**WHAT IS ASKED**
How many lines in the entries below contain the word "bicycle"? Reply with the number only.

**PROVIDED INFORMATION**
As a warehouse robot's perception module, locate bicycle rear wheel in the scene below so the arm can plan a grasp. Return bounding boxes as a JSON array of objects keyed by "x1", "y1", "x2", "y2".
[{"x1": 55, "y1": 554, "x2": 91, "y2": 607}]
--
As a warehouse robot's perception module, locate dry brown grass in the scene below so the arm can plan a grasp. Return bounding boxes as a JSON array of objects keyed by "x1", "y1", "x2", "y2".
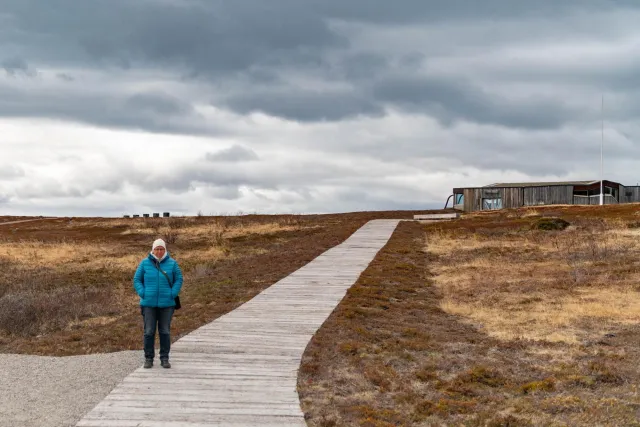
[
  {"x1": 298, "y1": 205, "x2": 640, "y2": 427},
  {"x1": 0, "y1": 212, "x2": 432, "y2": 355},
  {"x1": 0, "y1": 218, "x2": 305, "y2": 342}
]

**THE REPLY**
1